Begin at the first line of the records below and, please, give each line again exactly until the line with "Target: reflective stripe on pant leg" is included.

-- Data supplied follows --

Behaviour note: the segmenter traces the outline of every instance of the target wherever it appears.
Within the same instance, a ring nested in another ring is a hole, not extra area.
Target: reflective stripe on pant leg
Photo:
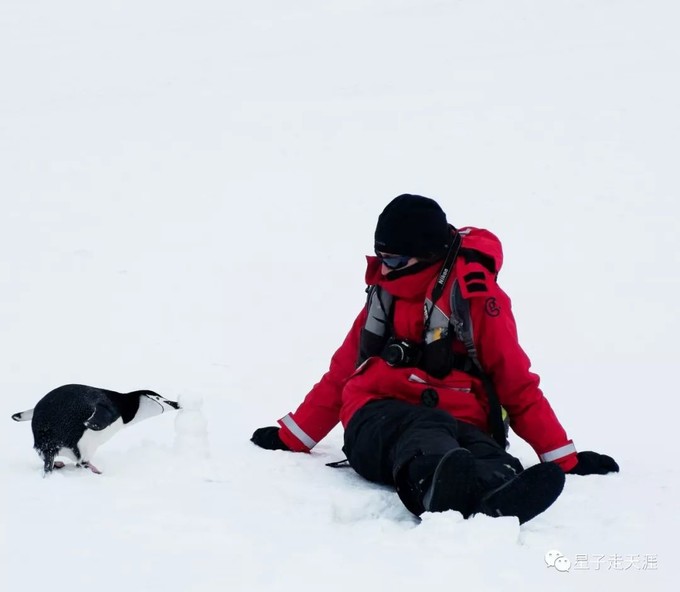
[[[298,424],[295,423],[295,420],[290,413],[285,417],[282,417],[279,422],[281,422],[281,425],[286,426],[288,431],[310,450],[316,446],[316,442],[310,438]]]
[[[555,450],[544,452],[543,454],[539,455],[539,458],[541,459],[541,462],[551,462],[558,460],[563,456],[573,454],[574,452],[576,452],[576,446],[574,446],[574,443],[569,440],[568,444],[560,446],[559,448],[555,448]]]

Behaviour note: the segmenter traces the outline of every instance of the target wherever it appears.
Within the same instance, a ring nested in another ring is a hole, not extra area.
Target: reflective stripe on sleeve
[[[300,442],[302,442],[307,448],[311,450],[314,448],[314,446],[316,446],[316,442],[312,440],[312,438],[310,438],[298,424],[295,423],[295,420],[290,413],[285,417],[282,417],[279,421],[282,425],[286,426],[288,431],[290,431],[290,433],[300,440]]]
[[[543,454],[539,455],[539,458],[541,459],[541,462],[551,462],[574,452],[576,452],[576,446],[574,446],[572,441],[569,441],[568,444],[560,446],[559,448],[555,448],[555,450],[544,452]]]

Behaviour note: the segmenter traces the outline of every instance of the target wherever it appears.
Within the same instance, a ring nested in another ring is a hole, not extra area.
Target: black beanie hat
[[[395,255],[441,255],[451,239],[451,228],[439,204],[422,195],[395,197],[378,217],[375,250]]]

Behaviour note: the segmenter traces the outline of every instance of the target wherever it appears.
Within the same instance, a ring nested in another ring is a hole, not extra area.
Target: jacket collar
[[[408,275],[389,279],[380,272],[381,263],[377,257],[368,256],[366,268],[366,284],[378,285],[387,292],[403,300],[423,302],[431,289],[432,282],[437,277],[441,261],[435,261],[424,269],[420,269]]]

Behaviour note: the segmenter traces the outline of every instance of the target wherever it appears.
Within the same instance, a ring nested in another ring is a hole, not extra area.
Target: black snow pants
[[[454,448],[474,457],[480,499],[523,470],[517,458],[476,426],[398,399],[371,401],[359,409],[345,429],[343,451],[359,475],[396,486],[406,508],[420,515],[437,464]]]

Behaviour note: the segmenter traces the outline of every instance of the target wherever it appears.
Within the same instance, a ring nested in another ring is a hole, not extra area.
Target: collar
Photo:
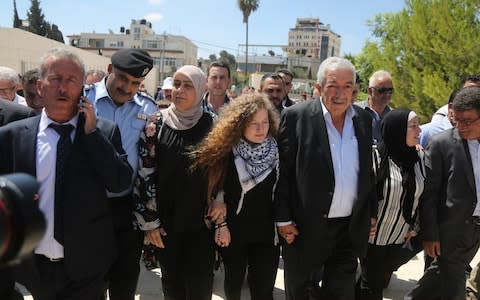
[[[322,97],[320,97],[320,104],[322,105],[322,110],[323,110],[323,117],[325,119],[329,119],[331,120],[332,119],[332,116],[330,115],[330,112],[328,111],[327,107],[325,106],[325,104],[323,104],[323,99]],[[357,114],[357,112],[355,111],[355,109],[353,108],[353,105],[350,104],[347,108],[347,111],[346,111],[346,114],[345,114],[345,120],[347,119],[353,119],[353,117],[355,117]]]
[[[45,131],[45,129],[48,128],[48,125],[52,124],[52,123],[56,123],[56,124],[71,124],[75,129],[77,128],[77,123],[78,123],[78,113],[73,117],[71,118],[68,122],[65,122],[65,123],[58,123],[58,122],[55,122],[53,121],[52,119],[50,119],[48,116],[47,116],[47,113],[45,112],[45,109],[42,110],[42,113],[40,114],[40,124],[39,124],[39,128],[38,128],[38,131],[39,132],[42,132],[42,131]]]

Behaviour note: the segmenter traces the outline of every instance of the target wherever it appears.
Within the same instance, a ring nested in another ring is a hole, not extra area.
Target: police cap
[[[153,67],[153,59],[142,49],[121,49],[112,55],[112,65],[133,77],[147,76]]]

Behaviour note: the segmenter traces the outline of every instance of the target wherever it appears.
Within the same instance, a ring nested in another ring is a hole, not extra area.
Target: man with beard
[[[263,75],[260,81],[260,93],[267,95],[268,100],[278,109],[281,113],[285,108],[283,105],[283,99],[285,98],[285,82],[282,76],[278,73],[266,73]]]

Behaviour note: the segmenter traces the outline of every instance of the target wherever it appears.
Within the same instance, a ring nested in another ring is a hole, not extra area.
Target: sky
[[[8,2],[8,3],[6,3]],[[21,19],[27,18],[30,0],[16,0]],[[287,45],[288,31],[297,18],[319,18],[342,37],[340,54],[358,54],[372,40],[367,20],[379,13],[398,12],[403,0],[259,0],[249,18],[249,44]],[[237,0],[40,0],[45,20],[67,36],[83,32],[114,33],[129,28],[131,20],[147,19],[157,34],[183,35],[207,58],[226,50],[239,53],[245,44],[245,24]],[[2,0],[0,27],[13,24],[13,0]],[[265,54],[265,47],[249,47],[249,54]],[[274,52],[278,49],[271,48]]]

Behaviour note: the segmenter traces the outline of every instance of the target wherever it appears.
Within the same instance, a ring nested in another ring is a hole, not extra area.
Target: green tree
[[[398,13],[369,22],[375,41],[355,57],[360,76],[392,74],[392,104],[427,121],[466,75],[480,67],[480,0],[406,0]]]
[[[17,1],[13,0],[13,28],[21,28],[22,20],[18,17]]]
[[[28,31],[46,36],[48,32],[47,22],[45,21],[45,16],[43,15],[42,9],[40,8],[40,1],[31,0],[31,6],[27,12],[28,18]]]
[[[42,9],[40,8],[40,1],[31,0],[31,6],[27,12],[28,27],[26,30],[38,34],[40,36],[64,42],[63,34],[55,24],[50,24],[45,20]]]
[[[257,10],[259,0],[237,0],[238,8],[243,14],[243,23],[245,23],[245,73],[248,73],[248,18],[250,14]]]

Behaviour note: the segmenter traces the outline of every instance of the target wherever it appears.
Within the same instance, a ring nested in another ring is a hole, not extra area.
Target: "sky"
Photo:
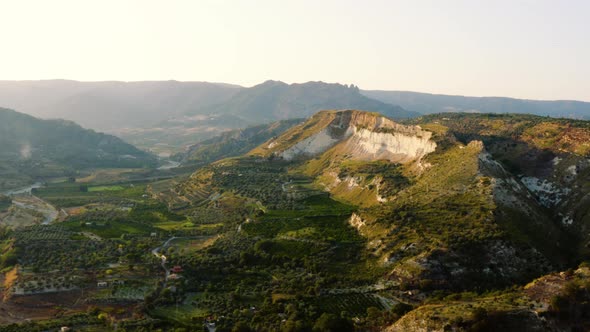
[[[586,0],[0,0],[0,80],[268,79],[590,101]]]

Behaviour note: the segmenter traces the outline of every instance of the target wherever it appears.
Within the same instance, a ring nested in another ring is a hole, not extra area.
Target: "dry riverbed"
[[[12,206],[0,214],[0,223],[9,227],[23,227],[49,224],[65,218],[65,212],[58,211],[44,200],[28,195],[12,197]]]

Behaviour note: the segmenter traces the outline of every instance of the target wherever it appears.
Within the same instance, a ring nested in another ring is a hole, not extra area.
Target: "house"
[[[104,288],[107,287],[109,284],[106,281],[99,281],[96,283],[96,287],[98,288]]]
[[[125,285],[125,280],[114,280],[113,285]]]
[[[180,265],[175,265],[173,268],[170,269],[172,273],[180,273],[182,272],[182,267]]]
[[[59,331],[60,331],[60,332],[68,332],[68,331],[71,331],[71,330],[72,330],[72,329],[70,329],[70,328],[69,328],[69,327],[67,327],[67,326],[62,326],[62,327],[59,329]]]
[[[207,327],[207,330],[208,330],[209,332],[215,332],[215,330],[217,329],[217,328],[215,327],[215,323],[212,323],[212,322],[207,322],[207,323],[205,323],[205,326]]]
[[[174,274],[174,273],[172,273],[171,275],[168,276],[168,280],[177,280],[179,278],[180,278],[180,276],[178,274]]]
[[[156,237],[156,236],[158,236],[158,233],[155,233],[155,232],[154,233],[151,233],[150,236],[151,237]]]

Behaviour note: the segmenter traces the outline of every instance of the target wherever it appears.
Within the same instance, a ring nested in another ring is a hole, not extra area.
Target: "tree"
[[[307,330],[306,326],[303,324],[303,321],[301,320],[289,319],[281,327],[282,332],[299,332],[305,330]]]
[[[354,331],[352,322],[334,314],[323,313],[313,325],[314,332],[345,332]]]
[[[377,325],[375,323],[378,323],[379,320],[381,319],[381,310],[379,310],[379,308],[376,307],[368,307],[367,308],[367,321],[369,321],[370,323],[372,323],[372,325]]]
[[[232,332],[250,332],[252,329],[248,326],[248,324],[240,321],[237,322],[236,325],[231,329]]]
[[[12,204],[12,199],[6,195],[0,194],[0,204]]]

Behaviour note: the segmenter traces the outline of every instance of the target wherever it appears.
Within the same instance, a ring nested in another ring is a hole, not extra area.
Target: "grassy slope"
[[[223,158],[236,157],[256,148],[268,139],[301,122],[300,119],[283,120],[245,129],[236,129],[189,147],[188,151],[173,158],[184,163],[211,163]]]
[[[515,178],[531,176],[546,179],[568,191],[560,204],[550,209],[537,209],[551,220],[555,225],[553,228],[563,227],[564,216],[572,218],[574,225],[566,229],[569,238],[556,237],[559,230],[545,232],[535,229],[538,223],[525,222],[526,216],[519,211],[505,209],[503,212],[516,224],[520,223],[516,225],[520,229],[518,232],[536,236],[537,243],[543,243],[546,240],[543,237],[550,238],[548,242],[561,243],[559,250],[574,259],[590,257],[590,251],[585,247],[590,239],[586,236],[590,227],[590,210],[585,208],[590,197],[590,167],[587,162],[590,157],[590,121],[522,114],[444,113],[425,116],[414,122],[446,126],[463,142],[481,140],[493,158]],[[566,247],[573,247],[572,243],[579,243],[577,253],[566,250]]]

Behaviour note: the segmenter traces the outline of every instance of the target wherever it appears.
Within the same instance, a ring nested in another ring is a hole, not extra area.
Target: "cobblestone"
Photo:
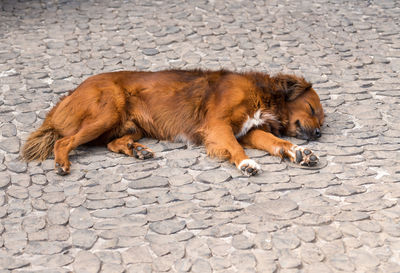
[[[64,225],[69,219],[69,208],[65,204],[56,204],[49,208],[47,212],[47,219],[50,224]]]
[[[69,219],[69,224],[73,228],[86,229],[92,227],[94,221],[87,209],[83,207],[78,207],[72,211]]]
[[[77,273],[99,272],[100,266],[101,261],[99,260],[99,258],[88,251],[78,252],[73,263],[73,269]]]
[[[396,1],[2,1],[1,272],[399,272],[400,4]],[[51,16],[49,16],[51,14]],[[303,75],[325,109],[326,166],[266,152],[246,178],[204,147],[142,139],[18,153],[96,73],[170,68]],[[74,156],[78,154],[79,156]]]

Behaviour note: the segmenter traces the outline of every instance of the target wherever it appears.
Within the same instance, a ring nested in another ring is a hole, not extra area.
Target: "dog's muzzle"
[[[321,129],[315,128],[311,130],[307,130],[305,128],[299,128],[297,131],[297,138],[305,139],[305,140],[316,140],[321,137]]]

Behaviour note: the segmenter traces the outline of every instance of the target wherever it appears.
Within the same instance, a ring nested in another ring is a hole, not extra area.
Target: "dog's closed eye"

-- Data supplied concluded --

§ Problem solution:
Behaviour note: the segmenter traces the outline of every instance of the target wherever it appears.
Within the same instance, a ring nested in another ring is a hole, not extra area.
Target: reflective stripe on pant leg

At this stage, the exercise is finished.